# Start of Extract to read

Regular Expression to select first five CSVs from a string - java

I have a CSV string like apple404, orange pie, wind\,cool, sun\\mooon, earth, in Java. To be precise each value of the csv string could be any thing provided commas and backslash are escaped using a back slash.
I need a regular expression to find the first five values. After some goggling I came up with the following. But it wont allow escaped commas within the values.
Pattern pattern = Pattern.compile("([^,]+,){0,5}");
Matcher matcher = pattern.matcher("apple404, orange pie, wind\\,cool, sun\\\\mooon, earth,");
if (matcher.find()) {
System.out.println(matcher.group());
} else {
System.out.println("No match found.");
}
Does anybody know how to make it work for escaped commas within values?

Following negative look-behind based regex will work:
Pattern pattern = Pattern.compile("(?:.*?(?<!(?:(?<!\\\\)\\\\)),){0,5}");
However for full fledged CSV parsing better use a dedicated CSV parser like JavaCSV.

You can use String.split() here. By specifying the limit as 6 the first five elements (index 0 to 4) would always be the first five column values from your CSV string. If in case any extra column values are present they would all overflow to index 5.
The regex (?<!\\\\), makes sure the CSV string is only split at a , comma not preceded with a \.
String[] cols = "apple404, orange pie, wind\\,cool, sun\\\\mooon, earth, " +
"mars, venus, pluto".split("(?<!\\\\),", 6);
System.out.println(cols.length); // 6
System.out.println(Arrays.toString(cols));
// [apple404, orange pie, wind\,cool, sun\\mooon, earth, mars, venus, pluto]
System.out.println(cols[4]); // 5th = earth
System.out.println(cols[5]); // 6th discarded = mars, venus, pluto

This regular expression works well. It also properly recognizes not only backslash-escaped commas, but also backslash-escaped backslashes. Also, the matches it produces do not contain the commas.
/(?:\\\\|\\,|[^,])*/g
(I am using standard regular expression notation with the understanding that you would replace the delimiters with quote marks and double all backslashes when representing this regular expression within a Java string literal.)
example input
"apple404, orange pie, wind\,cool, sun\\,mooon, earth"
produces this output
"apple404"
" orange pie"
" wind\,cool"
" sun\\"
"mooon"
Note that the double backslash after "sun" is escaped and therefore does not escape the following comma.

# End of Extract to read
# Start of Excerpted records

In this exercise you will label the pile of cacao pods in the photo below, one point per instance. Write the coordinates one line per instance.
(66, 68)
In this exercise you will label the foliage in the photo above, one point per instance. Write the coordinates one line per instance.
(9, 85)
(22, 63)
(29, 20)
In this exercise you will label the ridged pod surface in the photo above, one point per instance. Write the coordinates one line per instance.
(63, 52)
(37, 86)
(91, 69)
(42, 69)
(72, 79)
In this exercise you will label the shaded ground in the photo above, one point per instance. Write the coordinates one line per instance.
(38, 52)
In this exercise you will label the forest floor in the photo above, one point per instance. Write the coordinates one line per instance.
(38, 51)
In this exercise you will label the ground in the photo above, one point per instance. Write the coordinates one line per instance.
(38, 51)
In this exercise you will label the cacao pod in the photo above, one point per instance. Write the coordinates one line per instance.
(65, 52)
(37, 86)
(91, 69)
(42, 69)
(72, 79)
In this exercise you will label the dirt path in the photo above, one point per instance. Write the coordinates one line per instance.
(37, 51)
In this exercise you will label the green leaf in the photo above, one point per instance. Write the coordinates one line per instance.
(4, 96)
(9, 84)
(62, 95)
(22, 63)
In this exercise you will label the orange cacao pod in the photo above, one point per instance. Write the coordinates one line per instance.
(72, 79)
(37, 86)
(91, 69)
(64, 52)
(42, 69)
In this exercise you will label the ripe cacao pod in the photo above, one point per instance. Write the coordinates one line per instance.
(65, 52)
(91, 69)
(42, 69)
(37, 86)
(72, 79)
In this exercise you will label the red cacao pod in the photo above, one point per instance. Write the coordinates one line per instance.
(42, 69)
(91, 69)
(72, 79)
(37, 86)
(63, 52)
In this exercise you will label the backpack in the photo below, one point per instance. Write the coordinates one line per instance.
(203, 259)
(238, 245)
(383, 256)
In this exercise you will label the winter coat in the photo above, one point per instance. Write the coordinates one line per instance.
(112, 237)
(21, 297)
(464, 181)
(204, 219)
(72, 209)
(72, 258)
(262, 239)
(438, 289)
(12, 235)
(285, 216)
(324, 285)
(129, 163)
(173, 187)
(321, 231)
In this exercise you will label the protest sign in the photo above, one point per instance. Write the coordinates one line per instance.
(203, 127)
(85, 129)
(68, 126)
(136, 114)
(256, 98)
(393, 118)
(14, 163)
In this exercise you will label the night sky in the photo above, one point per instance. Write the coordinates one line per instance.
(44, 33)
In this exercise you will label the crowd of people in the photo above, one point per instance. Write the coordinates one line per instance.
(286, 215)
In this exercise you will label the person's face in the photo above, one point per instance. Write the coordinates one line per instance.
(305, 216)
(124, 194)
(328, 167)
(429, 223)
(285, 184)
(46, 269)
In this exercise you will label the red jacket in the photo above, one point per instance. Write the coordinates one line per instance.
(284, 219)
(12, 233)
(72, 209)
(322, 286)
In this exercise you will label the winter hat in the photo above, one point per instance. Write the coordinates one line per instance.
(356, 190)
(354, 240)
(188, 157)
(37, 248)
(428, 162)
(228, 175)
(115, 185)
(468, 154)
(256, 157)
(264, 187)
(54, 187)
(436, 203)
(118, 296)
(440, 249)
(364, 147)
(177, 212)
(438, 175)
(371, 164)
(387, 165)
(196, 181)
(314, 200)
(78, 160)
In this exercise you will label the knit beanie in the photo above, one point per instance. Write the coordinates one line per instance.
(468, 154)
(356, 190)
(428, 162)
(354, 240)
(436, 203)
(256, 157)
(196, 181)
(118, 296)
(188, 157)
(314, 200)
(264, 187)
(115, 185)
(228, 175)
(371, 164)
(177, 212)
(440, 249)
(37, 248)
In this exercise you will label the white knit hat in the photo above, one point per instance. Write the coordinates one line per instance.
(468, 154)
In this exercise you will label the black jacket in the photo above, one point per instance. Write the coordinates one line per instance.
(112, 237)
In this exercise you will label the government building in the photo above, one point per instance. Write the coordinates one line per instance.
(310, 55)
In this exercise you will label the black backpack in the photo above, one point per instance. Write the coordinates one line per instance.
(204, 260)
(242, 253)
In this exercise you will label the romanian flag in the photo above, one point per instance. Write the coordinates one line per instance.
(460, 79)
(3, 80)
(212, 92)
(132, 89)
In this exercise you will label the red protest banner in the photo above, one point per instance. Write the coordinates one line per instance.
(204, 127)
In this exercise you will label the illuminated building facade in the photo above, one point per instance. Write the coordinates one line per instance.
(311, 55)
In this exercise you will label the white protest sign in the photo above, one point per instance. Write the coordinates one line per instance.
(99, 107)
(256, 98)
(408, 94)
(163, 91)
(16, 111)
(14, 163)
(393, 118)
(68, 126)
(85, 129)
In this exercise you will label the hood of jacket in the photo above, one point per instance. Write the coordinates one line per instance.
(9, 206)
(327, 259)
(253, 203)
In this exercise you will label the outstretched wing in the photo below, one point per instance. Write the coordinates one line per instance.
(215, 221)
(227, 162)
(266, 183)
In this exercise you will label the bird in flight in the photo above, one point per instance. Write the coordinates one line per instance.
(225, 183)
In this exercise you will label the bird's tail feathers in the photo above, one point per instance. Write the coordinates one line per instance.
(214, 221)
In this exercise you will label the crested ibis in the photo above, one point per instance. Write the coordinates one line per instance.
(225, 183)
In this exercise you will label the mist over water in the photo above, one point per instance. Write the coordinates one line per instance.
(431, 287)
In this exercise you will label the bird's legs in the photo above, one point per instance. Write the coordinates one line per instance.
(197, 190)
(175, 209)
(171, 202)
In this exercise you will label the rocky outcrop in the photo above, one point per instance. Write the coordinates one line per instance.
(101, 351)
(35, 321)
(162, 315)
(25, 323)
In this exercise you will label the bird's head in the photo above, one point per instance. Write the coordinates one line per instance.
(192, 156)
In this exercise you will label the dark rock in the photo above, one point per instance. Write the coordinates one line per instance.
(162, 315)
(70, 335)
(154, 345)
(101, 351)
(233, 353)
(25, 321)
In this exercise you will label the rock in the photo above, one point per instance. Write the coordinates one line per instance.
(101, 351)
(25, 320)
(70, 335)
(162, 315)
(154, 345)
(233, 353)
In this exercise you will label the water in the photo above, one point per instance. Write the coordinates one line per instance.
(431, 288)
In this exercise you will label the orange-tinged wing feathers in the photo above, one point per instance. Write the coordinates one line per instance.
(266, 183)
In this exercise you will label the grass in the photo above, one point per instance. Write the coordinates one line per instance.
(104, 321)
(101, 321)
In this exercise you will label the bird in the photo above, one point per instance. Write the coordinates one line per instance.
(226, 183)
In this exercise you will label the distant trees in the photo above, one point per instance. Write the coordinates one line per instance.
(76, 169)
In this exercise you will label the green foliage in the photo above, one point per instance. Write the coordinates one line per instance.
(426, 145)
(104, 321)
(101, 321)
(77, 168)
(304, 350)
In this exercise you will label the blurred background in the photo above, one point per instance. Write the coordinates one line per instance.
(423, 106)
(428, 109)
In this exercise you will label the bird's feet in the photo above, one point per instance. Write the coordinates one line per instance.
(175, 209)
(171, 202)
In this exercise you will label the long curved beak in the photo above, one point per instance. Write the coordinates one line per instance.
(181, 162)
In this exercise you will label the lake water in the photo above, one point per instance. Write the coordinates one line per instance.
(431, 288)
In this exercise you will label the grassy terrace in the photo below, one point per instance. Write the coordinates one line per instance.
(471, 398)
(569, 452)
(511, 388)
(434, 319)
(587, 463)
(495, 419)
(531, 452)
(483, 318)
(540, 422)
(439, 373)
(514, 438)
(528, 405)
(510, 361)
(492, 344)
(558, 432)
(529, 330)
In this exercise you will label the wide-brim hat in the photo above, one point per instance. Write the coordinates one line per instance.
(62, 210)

# End of Excerpted records

Your tasks.
1) How many lines in the rows contain the word "backpack"? Reply with the number only.
2) How would the thread on matching CSV values with a Java regex go on? Write its continuation, starting after its last sentence.

Answers for this exercise.
1) 2

2)
The way this regular expression works is by atomizing the input into longest sequences first, beginning with double backslashes (treating them as one possible multi-byte character value alternative), followed by escaped commas (a second possible multi-byte character alternative), followed by any non-comma value. Any number of these atoms are matched, followed by a literal comma.
In order to obtain the first N fields, one may simply splice the array of matches from the previous answer or surround the main expression in additional parentheses, include an optional comma in order to match the contents between fields, anchor it to the beginning of the string to prevent the engine from returning further groups of N fields, and quantify it (with N = 5 here):
/^((?:\\\\|\\,|[^,])*,?){0,5}/g
Once again, I am using standard regular expression notation, but here I will also do the trivial exercise of quoting this as a Java string:
"^((?:\\\\\\\\|\\\\,|[^,])*,?){0,5}"
This is the only solution on this page so far which actually answers both parts of the precise requirements specified by the OP, "...commas and backslash are escaped using a back slash." For the input fi\,eld1\\,field2\\,field3\\,field4\\,field5\\,field6\\,, it properly matches only the first five fields fi\,eld1\\,field2\\,field3\\,field4\\,field5\\,.
Note: my first answer made the same assumption that is implicitly part of the OP's original code and example data, which required a comma to be following every field. The problem was that if input is exactly 5 fields or less, and the last field not followed by a comma (equivalently, by an empty field), then final field would not be matched. I did not like this, and so I updated both of my answers so that they do not require following commas.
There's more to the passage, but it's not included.